Work instructions ▸ An exact copy of every record is required.

== Data provided

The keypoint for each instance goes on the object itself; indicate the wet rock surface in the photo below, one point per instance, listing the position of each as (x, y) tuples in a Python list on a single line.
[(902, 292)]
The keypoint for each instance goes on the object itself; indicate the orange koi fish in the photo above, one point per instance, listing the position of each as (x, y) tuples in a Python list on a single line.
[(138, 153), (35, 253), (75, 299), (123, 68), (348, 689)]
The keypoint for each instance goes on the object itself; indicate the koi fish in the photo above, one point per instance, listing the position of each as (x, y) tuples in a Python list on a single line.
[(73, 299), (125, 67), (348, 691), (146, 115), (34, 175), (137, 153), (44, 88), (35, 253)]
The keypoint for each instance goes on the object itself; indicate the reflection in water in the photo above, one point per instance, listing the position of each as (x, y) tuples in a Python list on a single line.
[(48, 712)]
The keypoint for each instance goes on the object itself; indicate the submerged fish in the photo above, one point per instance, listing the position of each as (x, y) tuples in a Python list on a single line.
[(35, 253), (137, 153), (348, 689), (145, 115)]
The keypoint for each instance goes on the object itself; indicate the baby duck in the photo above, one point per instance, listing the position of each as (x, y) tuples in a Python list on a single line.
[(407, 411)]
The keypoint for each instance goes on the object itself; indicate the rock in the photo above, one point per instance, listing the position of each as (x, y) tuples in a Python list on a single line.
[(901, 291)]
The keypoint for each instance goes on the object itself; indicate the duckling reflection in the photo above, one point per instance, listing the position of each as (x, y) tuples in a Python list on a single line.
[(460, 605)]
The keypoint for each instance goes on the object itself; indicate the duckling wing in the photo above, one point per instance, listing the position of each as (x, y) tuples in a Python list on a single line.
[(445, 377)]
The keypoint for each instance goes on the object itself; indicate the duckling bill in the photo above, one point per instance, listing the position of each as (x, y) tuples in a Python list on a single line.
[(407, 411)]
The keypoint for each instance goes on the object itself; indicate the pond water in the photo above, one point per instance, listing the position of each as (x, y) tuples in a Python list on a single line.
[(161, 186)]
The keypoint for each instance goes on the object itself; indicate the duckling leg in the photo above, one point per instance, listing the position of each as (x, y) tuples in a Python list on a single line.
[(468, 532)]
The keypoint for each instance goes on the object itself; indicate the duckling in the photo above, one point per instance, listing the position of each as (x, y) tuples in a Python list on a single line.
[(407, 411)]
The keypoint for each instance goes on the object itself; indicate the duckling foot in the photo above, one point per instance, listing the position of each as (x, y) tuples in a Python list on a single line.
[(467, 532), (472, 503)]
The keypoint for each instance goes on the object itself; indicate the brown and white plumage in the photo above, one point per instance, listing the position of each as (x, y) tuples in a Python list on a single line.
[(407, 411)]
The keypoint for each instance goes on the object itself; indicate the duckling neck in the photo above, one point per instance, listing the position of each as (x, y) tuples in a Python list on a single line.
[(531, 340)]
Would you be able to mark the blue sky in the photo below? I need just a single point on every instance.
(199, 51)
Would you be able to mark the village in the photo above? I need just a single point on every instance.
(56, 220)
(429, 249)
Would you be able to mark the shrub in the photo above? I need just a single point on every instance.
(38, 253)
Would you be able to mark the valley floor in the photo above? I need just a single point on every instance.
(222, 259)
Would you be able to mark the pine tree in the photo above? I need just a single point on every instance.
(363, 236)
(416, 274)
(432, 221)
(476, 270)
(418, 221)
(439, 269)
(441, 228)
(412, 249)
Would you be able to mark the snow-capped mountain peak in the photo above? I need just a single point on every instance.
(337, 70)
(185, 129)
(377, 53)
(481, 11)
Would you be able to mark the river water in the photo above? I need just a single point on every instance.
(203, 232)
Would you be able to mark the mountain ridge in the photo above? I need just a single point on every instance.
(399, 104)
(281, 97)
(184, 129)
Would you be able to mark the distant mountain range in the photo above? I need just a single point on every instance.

====

Exercise solution ▸
The keypoint for each instance goes on the object itself; indicate the wet rock surface in the photo below, one point per instance, listing the position of each as (x, y) tuples in a Python list on a single line.
[(902, 292)]
The keypoint for each instance goes on the object itself; indicate the orange koi fish in the photo above, one point per instance, listing the position of each as (x, y) tuples in a Python list on a single line.
[(138, 153), (35, 253), (75, 299), (123, 68), (348, 689)]
The keypoint for each instance goes on the object itself; indicate the koi fish in the photo above, one point per instance, listing the position of each as (x, y) tuples in a Python list on a single line.
[(73, 299), (125, 67), (348, 691), (146, 115), (34, 175), (137, 153), (44, 88), (35, 253)]
The keypoint for each instance goes on the object itself; indicate the reflection in water in the photo above, one point per instance, listing the position of each as (x, y) tuples in a Python list on a single line.
[(48, 712)]
The keypoint for each instance goes on the object itself; indicate the submerged fish in the photo above, one point per instance, listing the position of each as (x, y) tuples in a Python list on a single line.
[(35, 253), (137, 153), (348, 689), (145, 115)]
The keypoint for each instance goes on the object itself; indicate the baby duck in the photo above, one point per instance, listing the position of each as (x, y) tuples in a Python list on a single line.
[(407, 411)]
The keypoint for each instance goes on the object itself; indicate the rock in the photo above, one point per instance, listing the position of each as (x, y) tuples in a Python list on a single line.
[(901, 291)]
The keypoint for each instance goes on the object itself; indicate the duckling reflection in the photo above, one point per instance, listing the position of each as (x, y) tuples in a Python list on a single line.
[(460, 605)]
The keypoint for each instance goes on the object itself; indicate the duckling wing in the photo above, one point per instance, listing the position of each as (x, y) tuples in a Python list on a single line.
[(445, 377)]
The keypoint for each instance goes on the object itself; indicate the duckling bill in the photo above, one point per instance, listing the position of each as (x, y) tuples in a Python list on a single line.
[(407, 411)]
The keypoint for each instance goes on the object itself; indicate the pond water in the photo above, one point per instance, listing the position of each as (x, y) tuples in a Python list on a single line.
[(161, 186)]
The keypoint for each instance goes on the object itself; indicate the duckling leg in the photo above, one point per instance, listing the position of each as (x, y) tuples in a Python list on a single line.
[(468, 532)]
The keypoint for each instance goes on the object itself; indicate the duckling in the photo above, one point per instance, listing the position of each as (x, y) tuples in a Python list on a single line.
[(407, 411)]
The keypoint for each instance goes on the object itself; indicate the duckling foot in the photo above, one point per instance, listing the position of each as (x, y) tuples in a Python list on a single line.
[(467, 532), (472, 503)]
The keypoint for each instance goes on the object itself; indicate the brown and white plumage in the photo above, one point per instance, listing the position of each as (x, y) tuples in a Python list on a single line.
[(407, 411)]
The keypoint for each instance goes on the object itself; indicate the duckling neck in the photo above, one point per instance, listing the position of each as (x, y) tuples in a Python list on a single line.
[(531, 340)]
Would you be able to mark the blue sky in the photo below? I need just a single point on every instance.
(199, 51)
Would you be able to mark the village in the photo above? I need just a single point on every instance.
(56, 220)
(429, 249)
Would you be able to mark the shrub in the photo above? I need just a single point on every instance.
(38, 253)
Would you be able to mark the valley floor in the photo above? I need just a single point on every instance.
(222, 259)
Would you be able to mark the pine tree in the photo above? I need just a single point on every instance.
(363, 236)
(416, 274)
(432, 221)
(476, 270)
(418, 221)
(439, 269)
(441, 228)
(412, 249)
Would you be able to mark the snow-capped mountain peak in the photo above? I need just a single point on every instance.
(337, 70)
(185, 129)
(377, 53)
(481, 11)
Would you be able to mark the river water in the photo above? I need just a single point on every instance.
(203, 232)
Would you be able to mark the mountain ridge in the photo above? I need just a single point on every instance.
(399, 104)
(281, 97)
(184, 129)
Would you be able to mark the distant mountain range in the photo above? I need just a single point on every instance.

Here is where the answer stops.